What you have to do:
Transcribe every line of the listing below without any deviation.

## Begin Entries shown

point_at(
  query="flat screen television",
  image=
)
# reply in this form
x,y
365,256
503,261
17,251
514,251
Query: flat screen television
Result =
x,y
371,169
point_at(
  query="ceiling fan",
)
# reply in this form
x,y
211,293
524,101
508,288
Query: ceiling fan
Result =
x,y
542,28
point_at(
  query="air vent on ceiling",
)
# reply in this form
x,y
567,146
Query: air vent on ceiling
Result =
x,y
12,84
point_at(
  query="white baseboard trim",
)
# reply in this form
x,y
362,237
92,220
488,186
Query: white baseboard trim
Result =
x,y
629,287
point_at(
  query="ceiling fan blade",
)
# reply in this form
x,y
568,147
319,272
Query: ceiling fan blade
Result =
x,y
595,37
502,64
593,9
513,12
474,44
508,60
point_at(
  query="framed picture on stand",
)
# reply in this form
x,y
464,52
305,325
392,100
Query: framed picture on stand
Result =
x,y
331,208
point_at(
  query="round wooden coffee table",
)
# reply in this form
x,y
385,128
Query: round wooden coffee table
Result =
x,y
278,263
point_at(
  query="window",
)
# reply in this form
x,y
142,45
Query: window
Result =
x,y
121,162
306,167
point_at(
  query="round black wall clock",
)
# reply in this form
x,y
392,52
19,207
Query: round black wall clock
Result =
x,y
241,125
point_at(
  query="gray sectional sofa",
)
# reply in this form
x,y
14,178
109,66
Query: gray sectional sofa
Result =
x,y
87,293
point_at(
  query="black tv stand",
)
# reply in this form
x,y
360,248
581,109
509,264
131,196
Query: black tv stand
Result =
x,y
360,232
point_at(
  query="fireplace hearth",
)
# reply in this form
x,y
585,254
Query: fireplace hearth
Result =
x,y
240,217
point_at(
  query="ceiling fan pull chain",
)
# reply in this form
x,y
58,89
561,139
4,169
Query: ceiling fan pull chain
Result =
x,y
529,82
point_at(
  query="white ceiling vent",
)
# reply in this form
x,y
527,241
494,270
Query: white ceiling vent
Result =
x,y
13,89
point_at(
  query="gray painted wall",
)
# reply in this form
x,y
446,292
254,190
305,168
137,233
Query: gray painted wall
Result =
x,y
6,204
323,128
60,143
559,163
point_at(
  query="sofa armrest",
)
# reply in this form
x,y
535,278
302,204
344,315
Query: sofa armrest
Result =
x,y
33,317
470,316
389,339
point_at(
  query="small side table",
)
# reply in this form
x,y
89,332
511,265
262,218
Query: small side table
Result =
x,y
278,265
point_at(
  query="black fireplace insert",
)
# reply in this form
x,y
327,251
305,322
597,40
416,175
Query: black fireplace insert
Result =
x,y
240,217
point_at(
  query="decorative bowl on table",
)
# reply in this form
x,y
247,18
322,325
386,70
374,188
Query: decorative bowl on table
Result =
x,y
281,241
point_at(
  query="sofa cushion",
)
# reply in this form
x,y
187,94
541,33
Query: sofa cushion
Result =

## End Entries shown

The solution:
point_at(
  query="flat screen television",
  image=
)
# reply in this form
x,y
365,256
503,261
17,251
514,251
Query: flat screen television
Result =
x,y
371,169
point_at(
  query="ceiling fan",
)
# reply in this form
x,y
211,293
524,101
508,288
Query: ceiling fan
Result =
x,y
542,28
point_at(
  query="air vent on ceiling",
)
# reply in this form
x,y
567,146
Query: air vent on ceiling
Result =
x,y
12,84
point_at(
  query="white baseboard trim",
)
# reply in this form
x,y
362,237
92,220
488,186
Query: white baseboard trim
Result =
x,y
629,287
point_at(
  query="ceiling fan blade",
)
# reply in this form
x,y
568,147
319,272
Query: ceiling fan blade
Result =
x,y
595,37
502,64
593,9
513,12
474,44
508,60
point_at(
  query="framed picture on stand",
)
# reply in this form
x,y
464,52
305,325
392,100
Query: framed picture on stand
Result =
x,y
331,208
point_at(
  query="round wooden coffee table",
)
# reply in this form
x,y
385,128
Query: round wooden coffee table
Result =
x,y
278,263
point_at(
  query="window",
)
# reply in this form
x,y
142,45
Query: window
Result =
x,y
121,162
306,167
point_at(
  query="round black wall clock",
)
# reply in this form
x,y
392,52
19,207
Query: round black wall clock
Result =
x,y
241,125
point_at(
  query="gray sectional sofa",
)
# reply in this form
x,y
14,178
109,66
Query: gray sectional sofa
Result =
x,y
87,293
point_at(
  query="black tv stand",
)
# reply in this form
x,y
360,248
581,109
509,264
131,196
Query: black tv stand
Result =
x,y
360,232
point_at(
  query="fireplace hearth",
)
# reply in this form
x,y
585,254
Query: fireplace hearth
Result =
x,y
240,217
point_at(
  query="ceiling fan pull chain",
)
# reply in this form
x,y
58,89
561,139
4,169
Query: ceiling fan pull chain
Result =
x,y
529,82
point_at(
  query="white ceiling vent",
)
# reply in this form
x,y
527,241
494,270
Query: white ceiling vent
Result =
x,y
13,89
point_at(
  query="gray painted wall",
)
# reply in this form
x,y
446,292
254,190
305,168
137,233
Query: gray painted wall
Result =
x,y
6,204
323,128
60,143
559,163
point_at(
  query="sofa armrest",
)
# reply in this form
x,y
535,278
302,204
344,315
Query: sofa armrest
Result =
x,y
33,317
470,316
389,339
point_at(
  query="small side table",
)
# reply in this form
x,y
89,332
511,265
262,218
Query: small side table
Result =
x,y
278,265
point_at(
  query="black fireplace insert",
)
# reply in this form
x,y
327,251
305,322
597,40
416,175
Query: black fireplace insert
Result =
x,y
240,217
point_at(
  query="decorative bowl on table",
)
# reply in this form
x,y
247,18
322,325
386,70
374,188
Query: decorative bowl on table
Result =
x,y
281,241
point_at(
  query="sofa cushion",
)
# reply in this form
x,y
187,94
541,33
Query: sofa cushion
Result =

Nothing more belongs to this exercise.